• [EXERCISE DESCRIPTION] Retype the records exactly, with nothing added or dropped.

(Stored data entries)
┄┄┄┄┄┄

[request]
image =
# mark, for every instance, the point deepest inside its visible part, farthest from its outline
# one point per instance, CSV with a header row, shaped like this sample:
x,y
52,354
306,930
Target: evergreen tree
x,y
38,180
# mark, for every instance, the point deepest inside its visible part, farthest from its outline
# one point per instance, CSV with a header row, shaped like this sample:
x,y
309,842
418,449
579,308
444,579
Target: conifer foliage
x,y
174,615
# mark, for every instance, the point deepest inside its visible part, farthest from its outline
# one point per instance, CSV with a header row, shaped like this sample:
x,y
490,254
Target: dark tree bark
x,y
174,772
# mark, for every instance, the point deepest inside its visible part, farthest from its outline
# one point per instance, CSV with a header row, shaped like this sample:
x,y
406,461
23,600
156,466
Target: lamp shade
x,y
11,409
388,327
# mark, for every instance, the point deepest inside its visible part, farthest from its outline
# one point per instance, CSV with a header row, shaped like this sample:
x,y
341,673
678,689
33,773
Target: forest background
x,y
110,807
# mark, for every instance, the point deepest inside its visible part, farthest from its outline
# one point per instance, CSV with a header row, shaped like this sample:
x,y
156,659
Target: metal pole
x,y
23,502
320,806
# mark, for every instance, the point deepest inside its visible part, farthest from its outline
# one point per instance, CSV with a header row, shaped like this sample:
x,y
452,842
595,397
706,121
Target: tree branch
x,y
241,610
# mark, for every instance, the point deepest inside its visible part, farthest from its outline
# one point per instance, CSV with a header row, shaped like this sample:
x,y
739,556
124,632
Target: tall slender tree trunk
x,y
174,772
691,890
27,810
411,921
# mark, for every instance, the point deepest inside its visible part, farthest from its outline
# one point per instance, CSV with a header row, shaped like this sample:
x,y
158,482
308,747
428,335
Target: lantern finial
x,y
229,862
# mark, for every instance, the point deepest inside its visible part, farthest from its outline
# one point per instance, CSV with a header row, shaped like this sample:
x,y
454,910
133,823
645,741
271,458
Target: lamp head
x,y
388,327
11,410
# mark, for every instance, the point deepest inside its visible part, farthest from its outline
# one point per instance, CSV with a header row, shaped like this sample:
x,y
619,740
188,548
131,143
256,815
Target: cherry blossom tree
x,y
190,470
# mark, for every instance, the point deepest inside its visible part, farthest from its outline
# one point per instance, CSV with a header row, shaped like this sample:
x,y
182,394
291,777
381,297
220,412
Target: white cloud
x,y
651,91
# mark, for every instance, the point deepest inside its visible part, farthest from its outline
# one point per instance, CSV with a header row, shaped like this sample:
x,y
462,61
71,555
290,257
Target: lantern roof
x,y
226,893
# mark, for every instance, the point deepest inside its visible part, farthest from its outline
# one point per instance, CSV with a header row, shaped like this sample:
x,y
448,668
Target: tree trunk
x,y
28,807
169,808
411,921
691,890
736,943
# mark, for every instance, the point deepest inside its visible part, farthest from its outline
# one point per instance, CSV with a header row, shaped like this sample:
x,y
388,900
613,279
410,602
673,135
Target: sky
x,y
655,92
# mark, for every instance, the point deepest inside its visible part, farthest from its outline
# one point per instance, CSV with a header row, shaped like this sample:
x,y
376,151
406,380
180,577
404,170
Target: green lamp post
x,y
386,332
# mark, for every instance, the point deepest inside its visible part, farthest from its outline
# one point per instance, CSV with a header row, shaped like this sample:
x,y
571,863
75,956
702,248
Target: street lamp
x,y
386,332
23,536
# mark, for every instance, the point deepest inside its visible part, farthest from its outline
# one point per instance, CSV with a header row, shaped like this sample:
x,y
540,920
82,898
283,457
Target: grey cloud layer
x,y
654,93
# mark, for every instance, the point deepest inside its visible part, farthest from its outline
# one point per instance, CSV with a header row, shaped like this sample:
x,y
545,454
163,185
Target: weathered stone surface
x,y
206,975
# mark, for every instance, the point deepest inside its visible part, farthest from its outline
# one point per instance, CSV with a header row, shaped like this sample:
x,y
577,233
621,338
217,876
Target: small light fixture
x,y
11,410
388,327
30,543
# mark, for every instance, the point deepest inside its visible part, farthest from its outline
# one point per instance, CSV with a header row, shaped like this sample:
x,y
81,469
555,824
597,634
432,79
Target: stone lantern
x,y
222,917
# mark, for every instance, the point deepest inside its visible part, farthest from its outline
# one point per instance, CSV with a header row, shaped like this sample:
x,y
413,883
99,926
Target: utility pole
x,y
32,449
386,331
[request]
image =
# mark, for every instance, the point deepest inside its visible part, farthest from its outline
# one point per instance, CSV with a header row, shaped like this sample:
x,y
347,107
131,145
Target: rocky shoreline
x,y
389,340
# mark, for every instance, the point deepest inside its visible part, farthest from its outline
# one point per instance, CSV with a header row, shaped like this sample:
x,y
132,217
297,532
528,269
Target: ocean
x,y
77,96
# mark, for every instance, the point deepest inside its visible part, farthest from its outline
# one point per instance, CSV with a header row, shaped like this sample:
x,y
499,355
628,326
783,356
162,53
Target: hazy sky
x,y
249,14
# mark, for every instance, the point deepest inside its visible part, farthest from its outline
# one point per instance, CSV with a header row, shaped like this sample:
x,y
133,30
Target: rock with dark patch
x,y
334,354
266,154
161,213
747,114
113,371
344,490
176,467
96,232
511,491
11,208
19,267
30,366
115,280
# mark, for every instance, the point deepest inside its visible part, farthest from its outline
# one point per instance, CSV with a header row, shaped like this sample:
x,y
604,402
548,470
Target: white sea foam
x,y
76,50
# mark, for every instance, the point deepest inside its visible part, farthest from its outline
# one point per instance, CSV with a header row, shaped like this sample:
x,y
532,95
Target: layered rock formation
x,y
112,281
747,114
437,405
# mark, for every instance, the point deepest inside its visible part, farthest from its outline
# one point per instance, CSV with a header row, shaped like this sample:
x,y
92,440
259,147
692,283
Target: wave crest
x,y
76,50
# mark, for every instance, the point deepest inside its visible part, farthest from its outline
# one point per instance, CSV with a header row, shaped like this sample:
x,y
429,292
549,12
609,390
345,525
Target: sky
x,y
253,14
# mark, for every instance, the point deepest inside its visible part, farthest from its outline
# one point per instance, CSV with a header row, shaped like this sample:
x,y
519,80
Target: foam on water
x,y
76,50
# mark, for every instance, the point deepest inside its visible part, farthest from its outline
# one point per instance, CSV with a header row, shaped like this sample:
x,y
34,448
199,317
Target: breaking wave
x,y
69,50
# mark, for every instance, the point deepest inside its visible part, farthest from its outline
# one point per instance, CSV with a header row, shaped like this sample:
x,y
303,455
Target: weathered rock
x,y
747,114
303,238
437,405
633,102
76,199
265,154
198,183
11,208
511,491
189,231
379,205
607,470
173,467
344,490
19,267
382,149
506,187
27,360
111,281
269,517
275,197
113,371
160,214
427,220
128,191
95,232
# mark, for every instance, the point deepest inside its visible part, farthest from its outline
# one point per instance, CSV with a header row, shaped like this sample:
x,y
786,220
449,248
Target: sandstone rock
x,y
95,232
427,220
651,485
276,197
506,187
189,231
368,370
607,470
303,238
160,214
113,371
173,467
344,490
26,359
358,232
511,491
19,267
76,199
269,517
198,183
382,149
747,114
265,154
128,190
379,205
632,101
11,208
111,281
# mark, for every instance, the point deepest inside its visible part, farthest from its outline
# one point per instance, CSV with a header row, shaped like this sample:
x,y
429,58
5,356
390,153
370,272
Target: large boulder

┄┄┄┄┄┄

• [RESPONSE TO THIS TASK]
[request]
image =
# mark, for every instance, the point deepest inside its visible part, farthest from its outline
# one point per instance, CSV with a header row, shaped like this sample:
x,y
52,354
306,930
Target: evergreen tree
x,y
38,180
# mark, for every instance, the point deepest inside its visible part, farthest from its outline
# one point per instance, CSV with a header row, shaped like this sample:
x,y
309,842
418,449
579,308
444,579
Target: conifer foliage
x,y
174,615
# mark, for every instance, the point deepest inside its visible part, farthest from its outline
# one point per instance, CSV with a header row, shaped like this sample:
x,y
490,254
Target: dark tree bark
x,y
174,772
# mark, for every instance, the point deepest inside its visible part, farthest from its outline
# one point per instance, CSV with a header row, shaped like this sample:
x,y
406,461
23,600
156,466
Target: lamp shade
x,y
11,409
388,327
# mark, for every instance, the point deepest inside its visible part, farthest from its outline
# one point per instance, CSV with a header row, shaped like this sample:
x,y
341,673
678,689
33,773
Target: forest background
x,y
110,807
# mark, for every instance, the point deepest inside its visible part, farthest from its outline
# one point per instance, CSV with a header row, shaped like this sample:
x,y
156,659
Target: metal pole
x,y
23,502
320,806
# mark, for every instance, the point deepest inside its visible part, farthest from its outline
# one point per instance, CSV with a header row, shaped like this sample:
x,y
452,842
595,397
706,121
Target: tree branch
x,y
241,610
# mark, for every instance, the point deepest inside its visible part, farthest from its outline
# one point per instance, CSV with a header row, shaped like this sample:
x,y
739,556
124,632
Target: tall slender tree trunk
x,y
174,772
691,890
27,810
411,921
# mark, for every instance, the point deepest inside its visible part, farthest from its outline
# one point per instance, CSV with a header row, shaped like this sample:
x,y
158,482
308,747
428,335
Target: lantern finial
x,y
229,862
# mark, for every instance, the point deepest inside its visible part, farthest from its outline
# one point per instance, CSV with a header row, shaped like this sample:
x,y
454,910
133,823
645,741
271,458
Target: lamp head
x,y
388,327
11,410
# mark, for every instance, the point deepest inside its visible part, farthest from its outline
# one point per instance, CSV with a header row, shaped like this sample:
x,y
619,740
188,548
131,143
256,815
Target: cherry blossom tree
x,y
190,470
# mark, for every instance, the point deepest inside its visible part, farthest from its outline
# one point per instance, CSV with a header row, shaped like this sample:
x,y
182,394
291,777
381,297
220,412
Target: white cloud
x,y
651,91
# mark, for every instance, the point deepest inside its visible part, farthest from its outline
# one point per instance, CSV with a header row, shaped like this sample:
x,y
462,61
71,555
290,257
Target: lantern roof
x,y
226,893
# mark, for every instance, the point deepest inside its visible part, farthest from its outline
# one point per instance, CSV with a header row, shaped like this sample:
x,y
448,668
Target: tree trunk
x,y
28,807
169,808
411,921
691,890
736,943
# mark, for every instance, the point deepest inside its visible part, farthest from its outline
# one point per instance, CSV with a header row, shaped like this sample:
x,y
388,900
613,279
410,602
673,135
Target: sky
x,y
655,92
# mark, for every instance, the point deepest inside its visible part, farthest from its outline
# one point per instance, CSV with a header row, shaped like this sample:
x,y
376,151
406,380
180,577
404,170
Target: green lamp post
x,y
386,332
# mark, for every instance, the point deepest inside its visible part, farthest from its outline
# one point per instance, CSV with a header row, shaped like this sample:
x,y
571,863
75,956
702,248
Target: street lamp
x,y
386,332
23,536
# mark, for every instance, the point deepest inside its visible part, farthest from its outline
# one point per instance, CSV with a header row, shaped like this sample:
x,y
540,920
82,898
283,457
Target: grey cloud layer
x,y
654,93
# mark, for every instance, the point deepest inside its visible part, farthest from its outline
# one point per instance, CSV with a header row, shaped like this sample:
x,y
545,454
163,185
Target: weathered stone surface
x,y
206,975
# mark, for every instance, the point deepest inside its visible part, farthest from its outline
# one point per instance, CSV with a header row, shaped like this sample:
x,y
577,233
621,338
217,876
Target: small light fixture
x,y
11,410
388,327
30,543
# mark, for every instance, the point deepest inside its visible part, farthest from its outline
# one point per instance, CSV with a header row, shaped like this sample:
x,y
81,469
555,824
597,634
432,79
Target: stone lantern
x,y
222,917
# mark, for every instance, the point deepest inside its visible part, farthest from its outline
# one point per instance, CSV with a header row, shaped like this sample:
x,y
413,883
99,926
Target: utility pole
x,y
32,449
386,331
[request]
image =
# mark, for every instance, the point deepest inside its visible part, farthest from its outline
# one point per instance, CSV with a header row, shaped like this sample:
x,y
347,107
131,145
Target: rocky shoreline
x,y
389,340
# mark, for every instance, the point deepest inside its visible part, farthest from its outline
# one point per instance, CSV with a header row, shaped like this sample:
x,y
132,217
297,532
528,269
Target: ocean
x,y
77,96
# mark, for every instance, the point deepest inside its visible part, farthest from its outline
# one point per instance, CSV with a header row, shaped like this sample:
x,y
499,355
628,326
783,356
162,53
Target: hazy sky
x,y
249,14
# mark, for every instance, the point deepest inside its visible part, farthest from its outline
# one point per instance, CSV with a header row, shaped like this sample:
x,y
133,30
Target: rock with dark patch
x,y
334,354
266,154
161,213
747,114
113,371
344,490
176,467
96,232
511,491
11,208
19,267
30,366
115,280
# mark, for every instance, the point deepest inside its visible part, farthest from its outline
# one point per instance, CSV with a header row, shaped like this sample:
x,y
604,402
548,470
Target: white sea foam
x,y
76,50
# mark, for every instance, the point deepest inside its visible part, farthest from its outline
# one point per instance, CSV with a header row, shaped like this sample:
x,y
532,95
Target: layered rock formation
x,y
112,281
747,114
437,405
# mark, for every instance, the point deepest inside its visible part, farthest from its outline
# one point per instance, CSV with a header row, shaped like this sample:
x,y
92,440
259,147
692,283
Target: wave crest
x,y
76,50
# mark, for every instance, the point deepest inside its visible part, farthest from its outline
# one point per instance, CSV with a header row, shaped like this sample:
x,y
429,292
549,12
609,390
345,525
Target: sky
x,y
253,14
# mark, for every instance, the point deepest inside its visible part, farthest from its outline
# one point per instance, CSV with a header row, shaped like this sample:
x,y
519,80
Target: foam on water
x,y
76,50
# mark, for every instance, the point deepest inside its visible part, farthest from its outline
# one point per instance, CSV with a header row, shaped like this sample:
x,y
34,448
199,317
Target: breaking wave
x,y
69,50
# mark, for every instance, the point deepest inside its visible part, farthest from its outline
# one point per instance, CSV with a header row, shaped like this sample:
x,y
303,455
Target: weathered rock
x,y
747,114
303,238
437,405
633,102
76,199
265,154
198,183
11,208
511,491
189,231
379,205
607,470
173,467
344,490
19,267
382,149
506,187
27,360
111,281
269,517
275,197
113,371
160,214
427,220
128,191
95,232
# mark, for every instance, the point deepest inside its visible part, farthest from its outline
# one point per instance, CSV with a header row, shaped like this sample:
x,y
786,220
449,248
Target: sandstone rock
x,y
95,232
427,220
651,485
276,197
506,187
189,231
368,370
607,470
303,238
160,214
113,371
173,467
344,490
26,359
358,232
511,491
19,267
76,199
269,517
198,183
382,149
747,114
265,154
128,190
379,205
632,101
11,208
111,281
# mark, for every instance, the point deepest inside its visible part, farthest from its outline
# one point per instance, CSV with a header row, shaped like this sample:
x,y
429,58
5,356
390,153
370,272
Target: large boulder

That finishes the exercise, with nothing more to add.